What is expected
All entries are to be copied exactly, with pictures removed.

Given entries
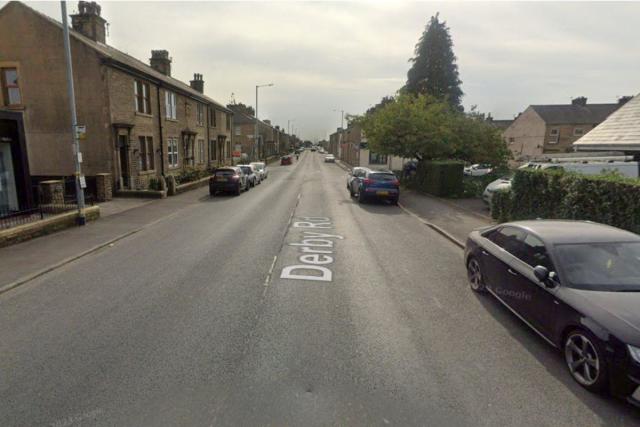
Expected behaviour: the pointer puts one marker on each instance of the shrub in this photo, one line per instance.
(607, 199)
(440, 178)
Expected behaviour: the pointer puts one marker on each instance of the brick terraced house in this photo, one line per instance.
(141, 123)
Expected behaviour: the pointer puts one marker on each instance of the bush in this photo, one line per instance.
(190, 174)
(502, 205)
(607, 199)
(440, 178)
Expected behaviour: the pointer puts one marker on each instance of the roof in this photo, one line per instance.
(575, 114)
(566, 231)
(621, 131)
(114, 55)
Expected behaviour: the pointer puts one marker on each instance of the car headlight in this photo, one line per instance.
(635, 353)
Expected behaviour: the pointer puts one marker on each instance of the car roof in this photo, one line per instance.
(567, 231)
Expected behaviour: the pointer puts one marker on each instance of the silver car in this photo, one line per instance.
(261, 169)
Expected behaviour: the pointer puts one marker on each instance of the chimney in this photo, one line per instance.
(624, 99)
(581, 101)
(88, 21)
(161, 62)
(197, 83)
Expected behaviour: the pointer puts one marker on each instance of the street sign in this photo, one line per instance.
(81, 132)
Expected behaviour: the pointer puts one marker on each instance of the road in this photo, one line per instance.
(189, 322)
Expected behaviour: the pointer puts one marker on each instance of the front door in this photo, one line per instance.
(123, 148)
(8, 191)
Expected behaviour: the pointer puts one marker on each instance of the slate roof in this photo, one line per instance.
(621, 131)
(575, 114)
(114, 55)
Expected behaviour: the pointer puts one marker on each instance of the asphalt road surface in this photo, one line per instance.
(205, 318)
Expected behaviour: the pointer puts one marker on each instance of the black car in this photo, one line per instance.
(228, 180)
(577, 284)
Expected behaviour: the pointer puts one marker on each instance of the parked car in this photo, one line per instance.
(500, 184)
(376, 184)
(261, 169)
(478, 170)
(252, 175)
(575, 283)
(286, 160)
(355, 174)
(228, 180)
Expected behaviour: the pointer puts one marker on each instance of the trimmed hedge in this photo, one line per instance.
(440, 178)
(607, 199)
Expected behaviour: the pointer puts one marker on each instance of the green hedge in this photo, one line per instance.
(606, 199)
(440, 178)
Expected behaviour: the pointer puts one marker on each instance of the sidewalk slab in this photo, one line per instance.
(455, 220)
(25, 259)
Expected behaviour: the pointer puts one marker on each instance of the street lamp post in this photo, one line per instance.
(74, 119)
(256, 138)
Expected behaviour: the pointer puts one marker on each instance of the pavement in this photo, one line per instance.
(291, 304)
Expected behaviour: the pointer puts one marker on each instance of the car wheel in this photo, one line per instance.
(584, 356)
(474, 274)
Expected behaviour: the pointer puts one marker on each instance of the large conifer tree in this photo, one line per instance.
(434, 71)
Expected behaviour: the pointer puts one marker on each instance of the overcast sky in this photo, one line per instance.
(327, 56)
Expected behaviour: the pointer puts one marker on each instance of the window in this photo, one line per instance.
(170, 105)
(10, 87)
(143, 103)
(213, 152)
(535, 253)
(377, 159)
(146, 153)
(200, 114)
(212, 118)
(510, 239)
(201, 157)
(172, 152)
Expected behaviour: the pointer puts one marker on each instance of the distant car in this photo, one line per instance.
(285, 160)
(252, 175)
(576, 284)
(261, 169)
(500, 184)
(376, 184)
(228, 180)
(355, 174)
(478, 170)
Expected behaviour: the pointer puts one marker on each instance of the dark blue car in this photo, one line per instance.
(382, 185)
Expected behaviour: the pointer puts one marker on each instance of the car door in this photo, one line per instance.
(530, 298)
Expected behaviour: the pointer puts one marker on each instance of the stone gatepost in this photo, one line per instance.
(104, 187)
(52, 192)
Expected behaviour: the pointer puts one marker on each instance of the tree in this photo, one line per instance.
(241, 108)
(434, 71)
(428, 129)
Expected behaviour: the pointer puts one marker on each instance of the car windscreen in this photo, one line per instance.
(607, 266)
(382, 177)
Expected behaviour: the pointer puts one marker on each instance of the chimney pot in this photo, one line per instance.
(160, 61)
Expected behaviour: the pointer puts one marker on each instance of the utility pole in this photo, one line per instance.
(256, 137)
(74, 119)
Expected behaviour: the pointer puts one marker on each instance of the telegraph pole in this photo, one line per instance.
(74, 119)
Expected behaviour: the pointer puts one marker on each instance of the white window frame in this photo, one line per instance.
(170, 105)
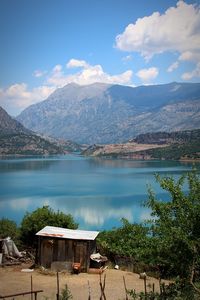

Exercise output
Expected behaviour: the pointer puts one marker on each instance of the shrub in this photo, one line per instance.
(607, 199)
(440, 178)
Expected behaviour: the pointer puts one marker on each instance of the brick terraced house in this photo, one line per instance.
(141, 123)
Expected behaviour: the pointer puts one marker on each instance of the bush in this photo, one line per instance.
(190, 174)
(502, 205)
(607, 199)
(440, 178)
Expected behaviour: the pointer puts one marker on each instance of the roof in this photo, one line per instance.
(575, 114)
(566, 231)
(621, 131)
(114, 55)
Expected behaviour: the pointer puts one marker on each instance of the car headlight in this photo, one line per instance.
(635, 353)
Expected behaviour: the pointer puts one marker on each instance of the car roof in this photo, one line per instance.
(567, 231)
Expected behaviour: the pointer puts one marker on each instance of the silver car in this photo, one line per instance.
(261, 169)
Expected behaviour: the pointer puts one marker on each instance of the chimney in this photo, one line per instance.
(624, 99)
(581, 101)
(88, 21)
(161, 62)
(197, 83)
Expected behaviour: the pointer puts one marker on each instance of the street sign in this photo, one line per instance.
(81, 132)
Expected behaviour: the pointer puts one marker on each instance of the road in this photo, one line per instance.
(189, 322)
Expected behaviour: the pointer puts one marker on each instance of the front door in this photo, one line per instance.
(123, 148)
(8, 191)
Expected behaviour: the pointer puts one marker on each instance of the slate roof in this photo, one line per instance.
(621, 131)
(575, 114)
(114, 55)
Expected behaviour: the pointer puts one marker on each instance of the asphalt road surface in this photo, one line per instance.
(205, 318)
Expected behaviour: the pointer puts one marker on each instance of the black car in this photo, one line per instance.
(228, 180)
(577, 284)
Expected behaviour: the pointer puts one marker on each instance of the parked car in this photo, one line per instance.
(500, 184)
(376, 184)
(261, 169)
(478, 170)
(252, 175)
(575, 283)
(286, 160)
(355, 174)
(228, 180)
Expected behaviour: the pointer puts one marker on each instance of the trimmed hedge in this photo, one line per instance.
(440, 178)
(607, 199)
Expected behaviour: the pointer puts one marker on each instance of the green hedge in this photo, one line per instance.
(606, 199)
(440, 178)
Expected behaviour: the pointer puts one marker on each instance of the sidewalk slab in this photo, one line per instance.
(455, 220)
(25, 259)
Expected behaviour: the pointer puts one marker on each instance of the street lamp post in this photo, one line per instance.
(74, 119)
(256, 138)
Expected behaviour: the pointer puts one marker on each instance of the pavement in this photo, one line per instance.
(291, 304)
Expected behaviour: the pointer puts one marker on each instance of the car wheel in this photo, one line per instance.
(584, 356)
(474, 274)
Expected behaviour: the pointer puts one marker on each instance of the large conifer tree in this photo, one line per instance.
(434, 71)
Expected behaviour: the pointer puts one marker on each instance of the overcast sky in this photo, one line per instance.
(327, 56)
Expected behaviour: the pointer puts one marker on each instance of the window in this photo, one line per instance.
(170, 105)
(10, 87)
(143, 103)
(213, 152)
(535, 253)
(377, 159)
(146, 153)
(200, 114)
(212, 118)
(510, 239)
(201, 157)
(172, 152)
Expected behaviour: the pointer puts one marker on each instance of the distant car in this photo, one line per instance.
(285, 160)
(252, 175)
(576, 284)
(261, 169)
(500, 184)
(376, 184)
(228, 180)
(355, 174)
(478, 170)
Expected behaviour: the pointer puts one marker on each instance of the dark blue car in this photo, one line per instance.
(382, 185)
Expected behaviour: the pointer puts one marker on each instance of the car door in this photo, one line per instance.
(530, 298)
Expected behaviour: the pointer puts one marker on each instance of the stone gatepost in this photo, one line per instance.
(104, 187)
(52, 192)
Expected behaviour: the pointer puts one marker on each instance of the tree in this photo, one line per instance.
(241, 108)
(434, 71)
(428, 129)
Expected behaviour: the pointer puts one marker on each instance of the car windscreen in this photo, one line per instance.
(607, 266)
(382, 177)
Expected behaviour: the pointer puts one marker on each instance of the chimney pot in this photo, one line per instance.
(160, 61)
Expected behaviour: the pointer puts one marker on each instance of the utility pole in this photo, one line per instance.
(256, 137)
(74, 119)
Expected behaviour: the pointer puts one marker on each instance of the telegraph pole in this photo, one line per instance.
(74, 119)
Expected behaviour: the pointer puts one marker on each instance of the white window frame in this photo, one line per instance.
(170, 105)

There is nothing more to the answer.